What you give back must match the data exactly, minus the pictures.

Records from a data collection
++++++++++++++++++++
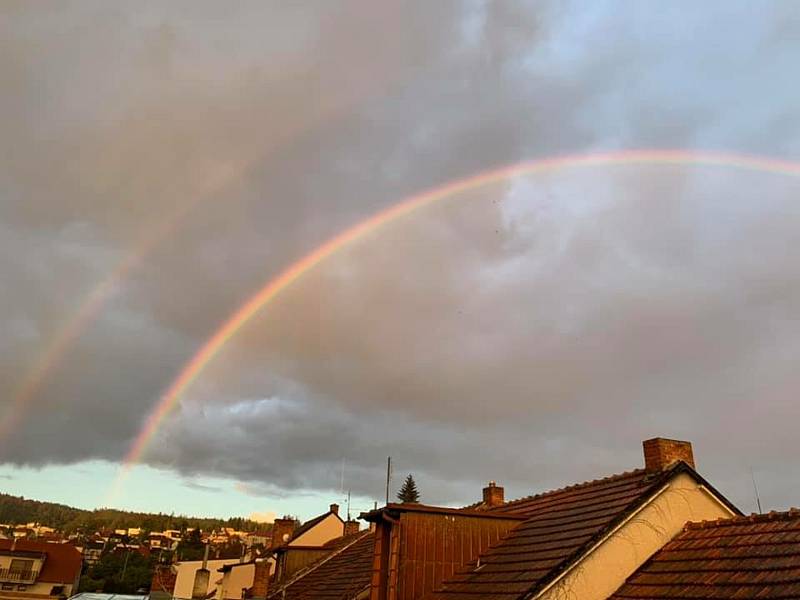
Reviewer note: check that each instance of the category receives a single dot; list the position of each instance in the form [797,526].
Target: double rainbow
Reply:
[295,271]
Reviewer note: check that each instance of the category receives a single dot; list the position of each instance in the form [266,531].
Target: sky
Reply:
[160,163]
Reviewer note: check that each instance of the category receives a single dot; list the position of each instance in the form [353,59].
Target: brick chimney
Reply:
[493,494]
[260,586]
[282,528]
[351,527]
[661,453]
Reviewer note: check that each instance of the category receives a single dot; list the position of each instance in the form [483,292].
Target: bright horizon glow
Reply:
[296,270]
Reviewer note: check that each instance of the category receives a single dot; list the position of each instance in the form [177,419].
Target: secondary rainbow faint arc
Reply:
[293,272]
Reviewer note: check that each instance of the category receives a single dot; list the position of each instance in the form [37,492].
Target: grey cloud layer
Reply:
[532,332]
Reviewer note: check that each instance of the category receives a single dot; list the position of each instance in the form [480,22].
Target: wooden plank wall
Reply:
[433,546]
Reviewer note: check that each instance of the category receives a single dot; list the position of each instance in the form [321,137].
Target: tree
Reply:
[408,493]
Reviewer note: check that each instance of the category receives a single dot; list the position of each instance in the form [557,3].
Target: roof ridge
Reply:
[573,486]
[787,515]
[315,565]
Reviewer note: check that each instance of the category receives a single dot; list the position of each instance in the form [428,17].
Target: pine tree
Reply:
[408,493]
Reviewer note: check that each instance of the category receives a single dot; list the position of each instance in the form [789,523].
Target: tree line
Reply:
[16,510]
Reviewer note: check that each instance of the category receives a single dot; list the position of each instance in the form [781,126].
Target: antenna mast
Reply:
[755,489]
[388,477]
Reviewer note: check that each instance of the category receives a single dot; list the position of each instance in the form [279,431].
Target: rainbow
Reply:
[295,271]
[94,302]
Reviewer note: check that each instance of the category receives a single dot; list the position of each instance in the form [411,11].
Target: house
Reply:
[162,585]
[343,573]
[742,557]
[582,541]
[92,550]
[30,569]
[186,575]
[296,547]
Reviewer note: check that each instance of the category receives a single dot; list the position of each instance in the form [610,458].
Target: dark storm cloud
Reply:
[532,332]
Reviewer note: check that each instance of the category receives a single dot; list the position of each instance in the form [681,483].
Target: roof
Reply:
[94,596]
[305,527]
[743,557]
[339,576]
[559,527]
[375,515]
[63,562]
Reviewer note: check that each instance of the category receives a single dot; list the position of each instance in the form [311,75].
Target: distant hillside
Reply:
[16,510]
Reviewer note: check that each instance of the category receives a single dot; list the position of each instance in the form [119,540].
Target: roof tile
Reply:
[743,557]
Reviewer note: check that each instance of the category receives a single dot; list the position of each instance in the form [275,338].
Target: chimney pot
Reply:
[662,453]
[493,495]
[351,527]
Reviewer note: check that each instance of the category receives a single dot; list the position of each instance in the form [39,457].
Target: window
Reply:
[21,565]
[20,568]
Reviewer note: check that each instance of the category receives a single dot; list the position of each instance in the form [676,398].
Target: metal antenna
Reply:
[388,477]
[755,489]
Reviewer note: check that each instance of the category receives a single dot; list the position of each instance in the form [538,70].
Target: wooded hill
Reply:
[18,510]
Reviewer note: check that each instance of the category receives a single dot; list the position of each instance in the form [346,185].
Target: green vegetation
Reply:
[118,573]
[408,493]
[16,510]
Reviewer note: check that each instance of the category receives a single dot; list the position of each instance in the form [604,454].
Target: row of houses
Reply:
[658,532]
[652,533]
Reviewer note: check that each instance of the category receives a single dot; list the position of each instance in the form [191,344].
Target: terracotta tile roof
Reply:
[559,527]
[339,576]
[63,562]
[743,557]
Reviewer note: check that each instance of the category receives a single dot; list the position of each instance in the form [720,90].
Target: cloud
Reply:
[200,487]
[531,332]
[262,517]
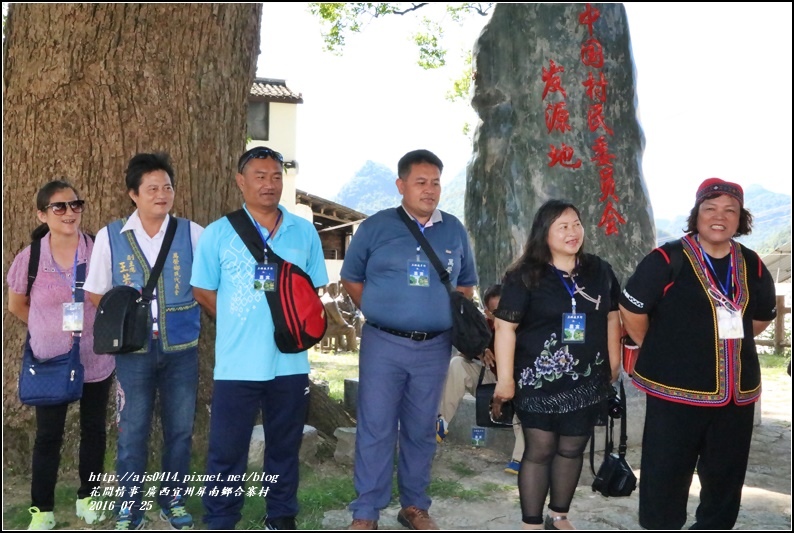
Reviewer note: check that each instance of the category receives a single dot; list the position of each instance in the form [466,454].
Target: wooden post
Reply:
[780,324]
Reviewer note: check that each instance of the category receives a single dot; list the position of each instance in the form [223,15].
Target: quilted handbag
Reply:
++++++++++++++++++++
* [Exercise solution]
Reviewer note: check that each instance of the category receives a single dot; list the position of each instance in the form [797,526].
Target: double rainbow
Reply:
[295,271]
Reviewer note: check that each instance of the category receives a single dot; list the position of each instance in the form [266,531].
Target: sky
Reply:
[160,163]
Reviewer note: check that each instance of the category receives a single dot; list the position of each instance in the form [353,59].
Target: brick chimney
Reply:
[493,494]
[260,586]
[282,528]
[351,527]
[661,453]
Reviewer note: check that each instance of the category receives a single dot; list the position of each instance in the form [483,292].
Target: bright horizon glow
Reply:
[296,270]
Reviewer note: check that each instance of the category receives a single dot; list the position of each instance in the form [177,419].
Target: secondary rainbow faint arc
Reply:
[293,272]
Reviewer note: check that each instance of the category receives a single dot; list the position of each instance in the form [37,492].
Target: grey cloud layer
Reply:
[532,332]
Reviewer note: check that each instance of the category receives a single dot; list the position of each instance in the form [480,22].
Target: wooden plank wall
Reply:
[433,546]
Reviewer note: check that each instance of the category receives a single dot; list the position of each instance in the form [321,137].
Target: tree
Reply:
[408,493]
Reviewer note: check that each instance of the category receives a single dot; list the position of each instance in the form [557,3].
Target: roof ridge
Reply:
[573,486]
[787,515]
[315,565]
Reviewer note: check that each instance of the category receives a single dot; list the position of each instance in the form [428,17].
Target: pine tree
Reply:
[408,493]
Reviewer note: check that each instance of the category receives a single dot; list the position of each instance in the form [789,523].
Target: tree line
Reply:
[16,510]
Reviewer note: check that each instance of the category receives a single dot; list the position of each instance in the form [781,126].
Target: antenna mast
Reply:
[755,489]
[388,477]
Reviewer note: check that each instance of the category receives a single dot; list the position of each instance in the form [279,431].
Target: rainbow
Reply:
[295,271]
[94,302]
Reviewer note: check that each instance of the category receives a single dot; list the position of each instance in the form [411,11].
Target: house
Reply:
[162,585]
[343,573]
[742,557]
[582,541]
[92,550]
[30,569]
[186,575]
[296,547]
Reviewer note: check that each instance of the category receives a single dot; list the position of each instance in the form [610,458].
Target: dark storm cloud
Reply:
[532,332]
Reviewer note: check that each instance of the category receives a single dot; list the position of each instance in the form [681,483].
Target: roof
Reply:
[94,596]
[305,527]
[743,557]
[339,576]
[559,527]
[375,515]
[63,562]
Reviewer note: check that each instance of the category receives a single dot; list the position of each instance in the form [311,75].
Target: distant hillside
Reply:
[16,510]
Reviewer note: check that each instance of the category receives a single dot; list the position of each instance in the form [119,540].
Target: roof tile
Reply:
[743,557]
Reviewer note: check that each instance of the category receives a single dot; list the position of each instance in the form [275,338].
Target: chimney pot
Reply:
[662,453]
[493,495]
[351,527]
Reviewer note: check that each instance of the category receives a single dot; list the position of each instance in the form [39,457].
Target: window
Reply:
[21,565]
[20,568]
Reviewer note: check that each instance of the category receives a single dot; list the position of each instance in the form [676,398].
Target: metal antenna
Reply:
[388,477]
[755,489]
Reviewer note: check that each instance of the category receives a single dot; list the position of each instance in the form [538,70].
Target: wooded hill
Reply:
[18,510]
Reviewer note: check that each instance of the category receives a single dot; list the position of each instance in the form [346,185].
Target: green vegetation
Reply:
[118,573]
[408,493]
[16,510]
Reviewer note: check that each instance of the category receives a single dot; list the position of each instance in the form [604,454].
Target: row of houses
Reply:
[658,532]
[652,533]
Reviewer note: check that each instance of the category receives a single dot; list the position of each instance in the form [191,344].
Target: terracotta tile roof
Reply:
[559,527]
[339,576]
[63,562]
[743,557]
Reviewer note: check that each instance of the category receives a single dot; list the position of each instance in the form [720,90].
Target: cloud
Reply:
[200,487]
[531,332]
[262,517]
Reviewer note: check that each instance of the category receives a single dot; list the position of each instance in the form [466,454].
Target: wooden post
Reply:
[780,324]
Reviewer note: check that each instance of the category receives a single dot; list the position of each instance in the form [223,15].
Target: quilted handbag
Reply:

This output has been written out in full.